Render the lines below as a numbered list, omitting any blank lines.

━━━

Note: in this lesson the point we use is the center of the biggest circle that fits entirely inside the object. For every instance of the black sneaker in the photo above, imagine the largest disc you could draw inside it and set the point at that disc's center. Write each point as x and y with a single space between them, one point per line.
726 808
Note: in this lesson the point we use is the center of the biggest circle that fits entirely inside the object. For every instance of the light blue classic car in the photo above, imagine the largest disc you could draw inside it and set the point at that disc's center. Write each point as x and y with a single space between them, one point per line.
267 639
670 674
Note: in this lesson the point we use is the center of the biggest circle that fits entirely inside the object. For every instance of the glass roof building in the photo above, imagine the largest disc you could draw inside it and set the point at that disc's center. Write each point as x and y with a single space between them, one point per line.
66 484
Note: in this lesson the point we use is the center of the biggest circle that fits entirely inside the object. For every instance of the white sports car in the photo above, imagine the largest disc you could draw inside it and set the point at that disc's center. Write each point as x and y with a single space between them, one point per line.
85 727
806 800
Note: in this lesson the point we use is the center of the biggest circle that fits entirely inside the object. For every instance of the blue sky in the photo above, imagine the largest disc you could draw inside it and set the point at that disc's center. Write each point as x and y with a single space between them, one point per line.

━━━

(Response to the task):
1. Note: in this lesson the point we use is the center of the biggest circle that fits entirely inside the object. For every instance of the black sneaker in the photo above, imagine the largest disc you could draw inside it and set the point at that disc's center. Write each point as x and y with a single space between them, one point per line.
2. 726 808
3. Note: in this lesson the point we use is the center of the biggest circle that fits entirely inside the object. For every instance of the light blue classic car in the photo above, imagine the largest disc you could draw inside it and set the point at that disc's center. Write each point as x and y with a single space between them, one point per line.
4. 267 639
5. 670 674
6. Note: in this lesson the point we use is the center of the biggest circle that fits entirely inside the object. For every instance of the glass roof building in the photo above, imagine the largest disc you could draw inside it and set the point at that disc's center. Write each point as x and y with a single space between them, one point per line.
7. 66 484
8. Note: in this lesson the point we use is the center of the biggest circle that fits entirely inside the object. For every instance of the white sports car in the photo above, imagine the largest disc you could draw inside it and set the point at that disc's center. Write each point as x and y with a single space between them, one point per line.
9. 85 727
10. 806 800
11. Note: in this lesson the point we use is the center of the biggest circle that fits entirely inside the object. For every instance of the blue sky in the photo above, imagine the largest disc you could draw inside it and set the point at that disc's center. Write each point as x and y with a single space between them, one point per line.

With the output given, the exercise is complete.